Exercise aim: Can you render the stretch from the line containing "Reviewer note: confirm that each instance of the shadow" through the end of the entries as a JSON list of strings, one string per line, with blank lines left out?

======== Information given

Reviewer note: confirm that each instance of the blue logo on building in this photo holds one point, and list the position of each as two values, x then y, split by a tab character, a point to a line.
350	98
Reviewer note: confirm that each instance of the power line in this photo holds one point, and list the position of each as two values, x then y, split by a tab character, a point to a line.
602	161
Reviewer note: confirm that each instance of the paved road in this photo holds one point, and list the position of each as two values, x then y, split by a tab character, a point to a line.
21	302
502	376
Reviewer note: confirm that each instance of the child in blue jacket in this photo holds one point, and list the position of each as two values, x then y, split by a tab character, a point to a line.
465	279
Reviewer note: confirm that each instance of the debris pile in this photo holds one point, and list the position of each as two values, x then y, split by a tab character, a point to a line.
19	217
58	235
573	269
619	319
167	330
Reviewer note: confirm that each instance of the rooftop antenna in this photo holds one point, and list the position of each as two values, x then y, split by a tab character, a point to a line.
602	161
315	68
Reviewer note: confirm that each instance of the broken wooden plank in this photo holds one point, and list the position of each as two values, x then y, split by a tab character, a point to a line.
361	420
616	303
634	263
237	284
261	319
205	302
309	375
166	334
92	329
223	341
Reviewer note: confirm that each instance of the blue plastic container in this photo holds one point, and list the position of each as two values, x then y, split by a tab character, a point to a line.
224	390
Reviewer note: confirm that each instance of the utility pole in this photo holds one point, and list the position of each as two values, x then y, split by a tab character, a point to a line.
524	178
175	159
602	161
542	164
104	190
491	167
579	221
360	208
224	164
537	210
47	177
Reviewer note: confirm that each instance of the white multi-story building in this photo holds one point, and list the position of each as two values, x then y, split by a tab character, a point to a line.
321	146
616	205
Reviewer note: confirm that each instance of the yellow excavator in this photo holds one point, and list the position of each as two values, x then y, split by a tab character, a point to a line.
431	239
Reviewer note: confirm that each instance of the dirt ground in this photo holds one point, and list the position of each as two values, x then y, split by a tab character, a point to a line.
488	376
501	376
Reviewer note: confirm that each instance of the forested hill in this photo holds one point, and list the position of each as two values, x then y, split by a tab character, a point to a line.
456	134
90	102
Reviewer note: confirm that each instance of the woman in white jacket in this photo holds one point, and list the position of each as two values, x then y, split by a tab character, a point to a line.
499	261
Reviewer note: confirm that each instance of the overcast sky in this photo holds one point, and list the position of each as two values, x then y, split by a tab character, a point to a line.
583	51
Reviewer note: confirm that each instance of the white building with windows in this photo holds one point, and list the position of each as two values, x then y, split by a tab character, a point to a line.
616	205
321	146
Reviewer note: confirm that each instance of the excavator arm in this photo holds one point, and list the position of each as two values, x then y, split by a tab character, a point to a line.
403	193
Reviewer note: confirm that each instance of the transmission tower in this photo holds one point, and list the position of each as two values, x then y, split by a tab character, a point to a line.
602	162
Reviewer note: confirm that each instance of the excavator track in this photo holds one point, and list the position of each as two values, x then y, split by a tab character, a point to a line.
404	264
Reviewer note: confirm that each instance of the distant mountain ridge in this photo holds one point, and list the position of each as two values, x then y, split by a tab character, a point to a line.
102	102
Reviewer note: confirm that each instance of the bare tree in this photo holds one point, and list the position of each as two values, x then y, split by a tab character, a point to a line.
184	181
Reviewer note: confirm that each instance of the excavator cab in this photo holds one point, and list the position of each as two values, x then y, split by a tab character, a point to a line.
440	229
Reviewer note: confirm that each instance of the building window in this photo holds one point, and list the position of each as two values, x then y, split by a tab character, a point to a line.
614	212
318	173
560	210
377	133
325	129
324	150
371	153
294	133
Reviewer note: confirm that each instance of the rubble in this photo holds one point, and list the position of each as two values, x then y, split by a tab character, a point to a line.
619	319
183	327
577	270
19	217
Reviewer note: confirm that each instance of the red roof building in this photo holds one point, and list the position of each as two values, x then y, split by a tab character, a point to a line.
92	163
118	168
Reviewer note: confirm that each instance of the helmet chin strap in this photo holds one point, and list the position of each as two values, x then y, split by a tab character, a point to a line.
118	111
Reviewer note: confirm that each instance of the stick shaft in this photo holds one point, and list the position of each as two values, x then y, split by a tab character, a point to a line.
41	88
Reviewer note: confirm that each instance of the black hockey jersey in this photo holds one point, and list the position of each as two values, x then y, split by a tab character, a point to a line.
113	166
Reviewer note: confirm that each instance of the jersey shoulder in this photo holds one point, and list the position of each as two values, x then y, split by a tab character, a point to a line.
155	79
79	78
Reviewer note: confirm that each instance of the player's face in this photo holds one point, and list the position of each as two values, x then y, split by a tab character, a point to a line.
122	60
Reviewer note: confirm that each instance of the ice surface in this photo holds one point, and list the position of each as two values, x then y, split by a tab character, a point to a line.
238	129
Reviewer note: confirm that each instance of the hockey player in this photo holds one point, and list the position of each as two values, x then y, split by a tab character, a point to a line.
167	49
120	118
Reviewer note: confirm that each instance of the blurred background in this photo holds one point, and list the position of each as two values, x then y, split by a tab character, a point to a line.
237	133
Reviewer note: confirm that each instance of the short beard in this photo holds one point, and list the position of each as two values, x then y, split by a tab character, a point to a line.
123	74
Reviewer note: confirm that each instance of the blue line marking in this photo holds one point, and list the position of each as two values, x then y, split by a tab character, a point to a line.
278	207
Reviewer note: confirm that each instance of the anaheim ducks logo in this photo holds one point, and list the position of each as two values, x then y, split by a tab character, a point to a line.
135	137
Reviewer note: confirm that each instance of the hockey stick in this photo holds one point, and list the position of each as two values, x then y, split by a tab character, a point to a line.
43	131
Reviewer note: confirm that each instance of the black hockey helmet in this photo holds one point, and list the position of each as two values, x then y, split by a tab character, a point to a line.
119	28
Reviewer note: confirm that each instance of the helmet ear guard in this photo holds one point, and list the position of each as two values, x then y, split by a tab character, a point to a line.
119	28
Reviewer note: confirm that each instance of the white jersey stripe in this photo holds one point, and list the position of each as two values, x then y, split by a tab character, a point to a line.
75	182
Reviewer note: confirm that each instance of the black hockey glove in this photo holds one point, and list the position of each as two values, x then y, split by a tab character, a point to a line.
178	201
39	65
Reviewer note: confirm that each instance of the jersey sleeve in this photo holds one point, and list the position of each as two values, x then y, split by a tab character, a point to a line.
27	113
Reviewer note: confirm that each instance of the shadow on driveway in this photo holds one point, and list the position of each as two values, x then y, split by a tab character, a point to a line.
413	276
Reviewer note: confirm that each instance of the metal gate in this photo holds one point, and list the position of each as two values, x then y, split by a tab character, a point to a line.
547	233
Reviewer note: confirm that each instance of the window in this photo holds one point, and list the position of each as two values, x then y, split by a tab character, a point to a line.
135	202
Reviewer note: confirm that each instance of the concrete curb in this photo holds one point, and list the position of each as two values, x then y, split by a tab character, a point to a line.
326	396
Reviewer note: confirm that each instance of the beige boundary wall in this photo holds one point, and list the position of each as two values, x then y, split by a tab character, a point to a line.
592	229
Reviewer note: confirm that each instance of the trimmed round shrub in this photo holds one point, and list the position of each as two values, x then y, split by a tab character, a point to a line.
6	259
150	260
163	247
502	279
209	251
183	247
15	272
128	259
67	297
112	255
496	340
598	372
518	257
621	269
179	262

================

Full solution:
[
  "Reviewer note: confirm that each instance of the shadow on driveway in this photo holds one point, and list the position of each as two values, x then y, split by a tab character, a point to a line.",
  "413\t276",
  "Reviewer note: confirm that each instance of the metal gate in this photo holds one point, and list the position of each as two values, x then y, split by a tab character, a point to a line.",
  "547\t233",
  "Reviewer note: confirm that each instance of the window in this photo holds one point, and list the position of each as two values, x then y, split by a tab character, a point to a line.",
  "135\t202",
  "Reviewer note: confirm that each instance of the concrete curb in this photo holds one point, and list the position of each as two values, x then y, split by a tab character, a point to a line.",
  "326\t396",
  "Reviewer note: confirm that each instance of the beige boundary wall in this photo holds one point, and list the position of each as two values, x then y, split by a tab character, a point to a line.",
  "592\t229",
  "Reviewer note: confirm that each instance of the trimmed round shrub in this photo holds one point, and list the position of each as two values, x then y, split by a tab character, a point to a line.",
  "6\t259",
  "150\t260",
  "163\t247",
  "502\t279",
  "209\t251",
  "183\t247",
  "15\t272",
  "128\t259",
  "67\t297",
  "112\t255",
  "496\t340",
  "598\t372",
  "518\t257",
  "621\t269",
  "179\t262"
]